Aim:
Exactly and only the lines from the one containing "TARGET = bare tree" through the close of the entries below are to be set down.

Items from a data source:
+++
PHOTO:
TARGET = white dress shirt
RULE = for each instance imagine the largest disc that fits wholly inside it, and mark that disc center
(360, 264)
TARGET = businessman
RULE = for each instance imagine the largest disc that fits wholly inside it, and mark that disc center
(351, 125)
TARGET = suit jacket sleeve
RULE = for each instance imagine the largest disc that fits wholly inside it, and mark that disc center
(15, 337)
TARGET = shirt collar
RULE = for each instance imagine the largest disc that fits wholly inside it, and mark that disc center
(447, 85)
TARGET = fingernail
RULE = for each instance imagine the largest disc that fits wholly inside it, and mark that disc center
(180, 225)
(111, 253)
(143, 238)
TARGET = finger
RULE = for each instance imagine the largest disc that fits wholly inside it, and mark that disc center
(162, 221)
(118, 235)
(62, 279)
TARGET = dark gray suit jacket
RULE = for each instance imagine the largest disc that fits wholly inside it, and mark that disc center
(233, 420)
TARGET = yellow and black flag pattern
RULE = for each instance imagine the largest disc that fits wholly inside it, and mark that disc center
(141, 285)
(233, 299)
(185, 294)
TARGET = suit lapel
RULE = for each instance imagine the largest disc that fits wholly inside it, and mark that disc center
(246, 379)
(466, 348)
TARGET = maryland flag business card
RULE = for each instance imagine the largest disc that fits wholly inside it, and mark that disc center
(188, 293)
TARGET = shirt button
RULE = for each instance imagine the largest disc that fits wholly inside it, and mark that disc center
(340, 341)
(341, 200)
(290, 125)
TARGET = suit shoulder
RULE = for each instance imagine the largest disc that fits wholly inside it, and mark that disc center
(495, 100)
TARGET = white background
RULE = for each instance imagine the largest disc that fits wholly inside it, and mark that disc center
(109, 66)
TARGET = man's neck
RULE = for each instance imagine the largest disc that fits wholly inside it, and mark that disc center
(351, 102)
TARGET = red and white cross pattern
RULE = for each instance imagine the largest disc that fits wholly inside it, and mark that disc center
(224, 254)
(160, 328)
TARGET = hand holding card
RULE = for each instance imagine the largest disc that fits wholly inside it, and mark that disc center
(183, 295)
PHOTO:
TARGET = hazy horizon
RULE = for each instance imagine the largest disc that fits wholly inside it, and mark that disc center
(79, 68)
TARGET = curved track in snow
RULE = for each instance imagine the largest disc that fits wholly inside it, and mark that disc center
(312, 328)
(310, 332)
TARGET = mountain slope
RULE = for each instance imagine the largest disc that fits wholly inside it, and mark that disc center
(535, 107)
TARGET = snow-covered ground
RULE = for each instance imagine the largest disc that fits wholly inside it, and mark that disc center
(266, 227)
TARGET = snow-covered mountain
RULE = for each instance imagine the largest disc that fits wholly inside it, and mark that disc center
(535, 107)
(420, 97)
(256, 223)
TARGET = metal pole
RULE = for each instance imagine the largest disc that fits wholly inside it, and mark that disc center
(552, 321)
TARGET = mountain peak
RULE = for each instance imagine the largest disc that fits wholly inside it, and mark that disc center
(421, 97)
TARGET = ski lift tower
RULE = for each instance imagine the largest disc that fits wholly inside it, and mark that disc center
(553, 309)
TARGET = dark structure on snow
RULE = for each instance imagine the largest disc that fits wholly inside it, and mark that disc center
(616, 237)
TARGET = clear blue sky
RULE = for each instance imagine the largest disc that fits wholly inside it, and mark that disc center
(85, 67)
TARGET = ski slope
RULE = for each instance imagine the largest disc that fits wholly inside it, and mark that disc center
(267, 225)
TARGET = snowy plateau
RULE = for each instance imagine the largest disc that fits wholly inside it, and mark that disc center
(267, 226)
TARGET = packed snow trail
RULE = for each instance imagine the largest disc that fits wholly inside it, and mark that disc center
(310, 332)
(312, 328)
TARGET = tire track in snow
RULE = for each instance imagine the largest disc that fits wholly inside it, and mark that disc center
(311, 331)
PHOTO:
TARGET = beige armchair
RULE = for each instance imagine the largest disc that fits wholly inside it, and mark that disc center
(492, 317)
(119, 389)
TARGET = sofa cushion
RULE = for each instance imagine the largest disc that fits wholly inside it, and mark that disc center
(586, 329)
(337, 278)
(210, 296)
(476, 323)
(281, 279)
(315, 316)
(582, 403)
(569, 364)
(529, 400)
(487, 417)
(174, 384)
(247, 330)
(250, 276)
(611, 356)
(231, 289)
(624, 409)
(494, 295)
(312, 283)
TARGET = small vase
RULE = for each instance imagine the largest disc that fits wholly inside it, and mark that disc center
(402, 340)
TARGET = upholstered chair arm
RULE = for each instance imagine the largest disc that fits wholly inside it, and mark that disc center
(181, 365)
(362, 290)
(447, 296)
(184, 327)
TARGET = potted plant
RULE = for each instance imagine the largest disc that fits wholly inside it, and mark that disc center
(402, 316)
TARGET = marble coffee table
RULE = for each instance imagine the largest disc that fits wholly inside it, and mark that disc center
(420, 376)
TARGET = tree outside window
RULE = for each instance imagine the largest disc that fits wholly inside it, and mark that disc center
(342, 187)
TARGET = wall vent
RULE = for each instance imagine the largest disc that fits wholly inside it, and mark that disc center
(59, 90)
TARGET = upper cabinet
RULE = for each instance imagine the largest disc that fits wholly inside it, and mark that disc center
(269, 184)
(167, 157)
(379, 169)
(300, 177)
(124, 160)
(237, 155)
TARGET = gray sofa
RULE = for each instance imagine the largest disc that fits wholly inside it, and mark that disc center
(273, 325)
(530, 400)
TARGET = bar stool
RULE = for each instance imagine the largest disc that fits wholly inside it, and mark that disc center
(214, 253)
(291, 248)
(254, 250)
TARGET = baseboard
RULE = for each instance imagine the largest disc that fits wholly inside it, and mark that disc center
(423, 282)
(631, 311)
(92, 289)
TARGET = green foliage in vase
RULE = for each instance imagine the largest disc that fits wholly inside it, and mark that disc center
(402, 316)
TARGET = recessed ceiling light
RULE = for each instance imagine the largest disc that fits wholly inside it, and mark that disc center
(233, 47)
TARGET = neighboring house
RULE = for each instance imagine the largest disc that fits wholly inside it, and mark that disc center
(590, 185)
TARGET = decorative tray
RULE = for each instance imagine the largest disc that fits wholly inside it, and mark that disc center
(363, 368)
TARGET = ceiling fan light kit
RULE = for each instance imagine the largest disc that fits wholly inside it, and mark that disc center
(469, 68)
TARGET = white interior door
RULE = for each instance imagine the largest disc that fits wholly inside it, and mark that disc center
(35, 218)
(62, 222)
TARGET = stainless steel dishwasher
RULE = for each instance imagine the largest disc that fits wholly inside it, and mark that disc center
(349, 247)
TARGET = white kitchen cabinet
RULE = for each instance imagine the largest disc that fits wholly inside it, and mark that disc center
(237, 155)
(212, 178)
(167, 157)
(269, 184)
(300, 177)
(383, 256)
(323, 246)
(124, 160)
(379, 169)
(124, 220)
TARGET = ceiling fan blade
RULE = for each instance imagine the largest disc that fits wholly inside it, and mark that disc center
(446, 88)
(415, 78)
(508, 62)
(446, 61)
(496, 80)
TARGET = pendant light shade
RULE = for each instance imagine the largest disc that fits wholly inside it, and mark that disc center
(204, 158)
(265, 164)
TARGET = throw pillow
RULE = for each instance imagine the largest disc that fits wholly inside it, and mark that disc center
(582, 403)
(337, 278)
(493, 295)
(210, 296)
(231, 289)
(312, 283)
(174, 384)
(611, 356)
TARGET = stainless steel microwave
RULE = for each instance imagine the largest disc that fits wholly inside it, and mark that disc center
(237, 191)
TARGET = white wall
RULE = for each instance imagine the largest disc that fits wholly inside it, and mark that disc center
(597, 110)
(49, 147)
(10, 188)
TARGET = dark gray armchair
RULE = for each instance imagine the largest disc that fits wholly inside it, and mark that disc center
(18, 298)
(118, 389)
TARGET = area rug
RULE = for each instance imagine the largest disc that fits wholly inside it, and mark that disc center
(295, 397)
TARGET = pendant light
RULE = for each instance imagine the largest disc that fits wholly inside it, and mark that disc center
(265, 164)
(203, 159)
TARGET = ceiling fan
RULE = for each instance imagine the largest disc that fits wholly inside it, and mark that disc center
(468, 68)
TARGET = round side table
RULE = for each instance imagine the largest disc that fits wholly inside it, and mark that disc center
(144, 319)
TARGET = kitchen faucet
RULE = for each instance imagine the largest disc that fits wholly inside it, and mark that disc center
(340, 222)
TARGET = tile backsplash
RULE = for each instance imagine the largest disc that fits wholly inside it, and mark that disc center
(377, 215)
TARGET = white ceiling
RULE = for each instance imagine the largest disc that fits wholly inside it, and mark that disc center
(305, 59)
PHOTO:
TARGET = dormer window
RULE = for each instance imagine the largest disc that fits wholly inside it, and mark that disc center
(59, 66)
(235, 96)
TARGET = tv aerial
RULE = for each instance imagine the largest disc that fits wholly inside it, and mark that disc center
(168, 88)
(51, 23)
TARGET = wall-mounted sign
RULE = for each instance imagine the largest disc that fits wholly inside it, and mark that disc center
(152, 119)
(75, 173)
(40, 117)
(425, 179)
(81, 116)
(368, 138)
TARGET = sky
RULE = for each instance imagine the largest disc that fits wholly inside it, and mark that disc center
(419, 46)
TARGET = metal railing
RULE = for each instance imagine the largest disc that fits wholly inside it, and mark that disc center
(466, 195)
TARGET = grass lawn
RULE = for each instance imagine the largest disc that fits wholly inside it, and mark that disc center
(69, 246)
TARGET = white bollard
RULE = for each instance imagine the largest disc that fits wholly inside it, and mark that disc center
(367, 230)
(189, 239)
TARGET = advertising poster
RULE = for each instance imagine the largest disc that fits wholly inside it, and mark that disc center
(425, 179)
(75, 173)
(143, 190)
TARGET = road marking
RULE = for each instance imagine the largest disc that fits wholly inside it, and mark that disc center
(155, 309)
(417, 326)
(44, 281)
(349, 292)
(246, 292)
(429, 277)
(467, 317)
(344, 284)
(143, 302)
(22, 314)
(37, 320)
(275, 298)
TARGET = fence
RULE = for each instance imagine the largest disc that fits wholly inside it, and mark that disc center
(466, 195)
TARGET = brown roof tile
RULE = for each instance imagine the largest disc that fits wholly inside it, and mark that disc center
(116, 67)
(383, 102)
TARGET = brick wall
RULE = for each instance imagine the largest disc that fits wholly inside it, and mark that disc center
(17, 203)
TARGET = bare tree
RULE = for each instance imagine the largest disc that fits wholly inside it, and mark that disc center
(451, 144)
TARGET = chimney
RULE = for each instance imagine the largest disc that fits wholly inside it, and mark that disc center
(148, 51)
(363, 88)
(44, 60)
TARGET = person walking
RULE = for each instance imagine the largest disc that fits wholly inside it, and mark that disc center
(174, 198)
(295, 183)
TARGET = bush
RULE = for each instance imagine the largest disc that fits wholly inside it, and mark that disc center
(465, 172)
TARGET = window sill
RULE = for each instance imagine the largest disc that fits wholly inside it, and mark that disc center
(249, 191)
+++
Full response:
TARGET = bare tree
RULE = for each instance imagine the largest disc that fits wholly inside it, and mark that disc center
(451, 144)
TARGET = chimney
RULE = for each instance imagine the largest disc that fits wholly inside it, and mark that disc center
(148, 51)
(363, 88)
(44, 60)
TARGET = person walking
RULE = for each instance imagine the largest disc that fits wholly inside it, and mark that disc center
(174, 198)
(295, 183)
TARGET = bush
RULE = for each instance imagine the largest disc that fits wholly inside it, and mark that disc center
(465, 172)
TARGET = window sill
RULE = for each instance imagine the largest disc that fits wholly inside it, and mark that disc center
(249, 191)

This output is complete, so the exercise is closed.